begin EXERCISE MATERIAL
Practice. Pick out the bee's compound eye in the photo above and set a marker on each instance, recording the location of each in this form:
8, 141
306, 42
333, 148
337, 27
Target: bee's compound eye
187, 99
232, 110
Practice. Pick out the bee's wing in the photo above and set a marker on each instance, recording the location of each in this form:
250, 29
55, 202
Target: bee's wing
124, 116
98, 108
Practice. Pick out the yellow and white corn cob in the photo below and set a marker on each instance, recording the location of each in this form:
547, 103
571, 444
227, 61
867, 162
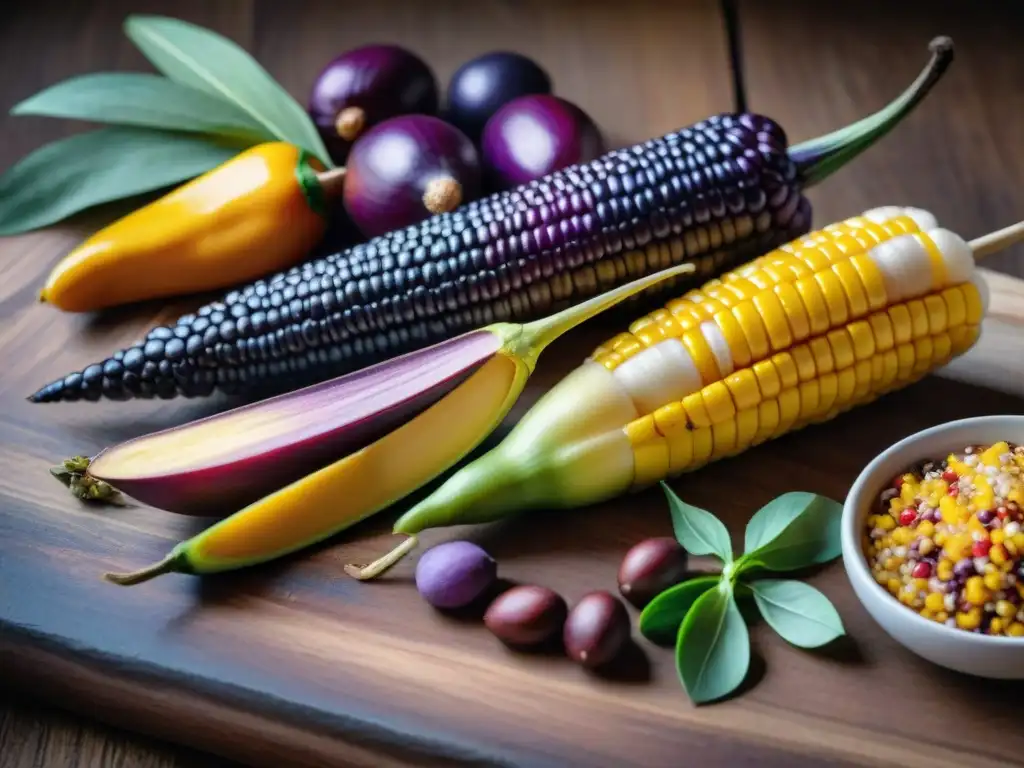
end EXERCISE MATERIAL
§ EXERCISE OBJECTIVE: Rewrite all the rows above, replacing "set a marker" with "place a point" and keeping everything else unchanged. Leave the pictures out of your answer.

§ WRITTEN SOLUTION:
Practice. Pick out the bee's compound eye in the photo above and place a point on each instance, recording the location of each in this form:
8, 141
306, 42
333, 148
337, 27
Target: bee's compound eye
187, 99
232, 110
Practice. Pick out the bee's wing in the photo above and place a point on each instance, recording the location of each in this form:
250, 29
55, 202
Target: bee's wing
124, 116
98, 108
Practice. Pick out the yellow and white corn cob in the photo below and place a point on each instance, recording the location of each in this form:
547, 103
571, 444
227, 61
867, 162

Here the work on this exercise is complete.